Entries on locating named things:
%%

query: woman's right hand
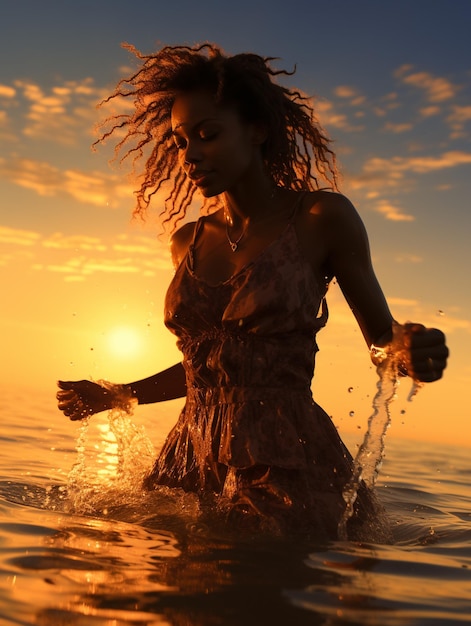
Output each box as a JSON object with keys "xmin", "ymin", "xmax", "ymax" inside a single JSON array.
[{"xmin": 56, "ymin": 380, "xmax": 113, "ymax": 420}]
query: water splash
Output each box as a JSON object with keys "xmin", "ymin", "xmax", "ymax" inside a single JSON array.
[
  {"xmin": 338, "ymin": 322, "xmax": 423, "ymax": 541},
  {"xmin": 67, "ymin": 381, "xmax": 155, "ymax": 514}
]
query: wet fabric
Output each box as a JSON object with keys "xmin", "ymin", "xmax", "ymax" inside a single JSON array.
[{"xmin": 146, "ymin": 208, "xmax": 390, "ymax": 538}]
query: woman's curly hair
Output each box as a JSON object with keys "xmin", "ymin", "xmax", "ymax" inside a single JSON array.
[{"xmin": 95, "ymin": 43, "xmax": 337, "ymax": 232}]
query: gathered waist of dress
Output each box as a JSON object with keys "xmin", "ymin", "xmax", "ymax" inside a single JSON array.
[{"xmin": 186, "ymin": 385, "xmax": 312, "ymax": 406}]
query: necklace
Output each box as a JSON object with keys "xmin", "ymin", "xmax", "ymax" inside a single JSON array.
[
  {"xmin": 224, "ymin": 187, "xmax": 277, "ymax": 252},
  {"xmin": 225, "ymin": 213, "xmax": 249, "ymax": 252}
]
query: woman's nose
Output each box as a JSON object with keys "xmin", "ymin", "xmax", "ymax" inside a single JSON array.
[{"xmin": 184, "ymin": 143, "xmax": 202, "ymax": 163}]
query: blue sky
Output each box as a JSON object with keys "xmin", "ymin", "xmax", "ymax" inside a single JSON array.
[{"xmin": 0, "ymin": 0, "xmax": 471, "ymax": 446}]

%%

_Stated task_.
Extract the entries in full, exactly as they are, minus the pictures.

_Complete answer_.
query: woman's right hand
Output each box as a JSON object with keys "xmin", "ymin", "xmax", "ymax" inside a single JSON array.
[{"xmin": 56, "ymin": 380, "xmax": 113, "ymax": 420}]
query: water splash
Output each box as a JSON object with keys "xmin", "ymin", "xmax", "ymax" inside a single JSON array.
[
  {"xmin": 338, "ymin": 322, "xmax": 423, "ymax": 541},
  {"xmin": 67, "ymin": 381, "xmax": 155, "ymax": 514}
]
query: wet fabric
Output each box as a JSON object with keys "xmin", "ymin", "xmax", "ymax" inside a single JSON array.
[{"xmin": 146, "ymin": 208, "xmax": 390, "ymax": 538}]
query: woman's curly hair
Output each box as a JSON object with keys "xmin", "ymin", "xmax", "ymax" inside a single JSON array.
[{"xmin": 95, "ymin": 43, "xmax": 337, "ymax": 232}]
query: gathered waist of dress
Output each box as a JSON object with keys "xmin", "ymin", "xmax", "ymax" inside a single JSON array.
[{"xmin": 186, "ymin": 385, "xmax": 312, "ymax": 406}]
query: necklace
Output each box as a JSON object with keys "xmin", "ymin", "xmax", "ymax" inside a single JSON array.
[
  {"xmin": 224, "ymin": 187, "xmax": 277, "ymax": 252},
  {"xmin": 225, "ymin": 213, "xmax": 249, "ymax": 252}
]
query: woman's nose
Output each box as a JSON object with keys "xmin", "ymin", "xmax", "ymax" inside a single JSON array.
[{"xmin": 184, "ymin": 143, "xmax": 202, "ymax": 163}]
query: blue sky
Output each box as a JSON object with keys "xmin", "ymin", "xmax", "ymax" inside a single JSON array.
[{"xmin": 0, "ymin": 0, "xmax": 471, "ymax": 446}]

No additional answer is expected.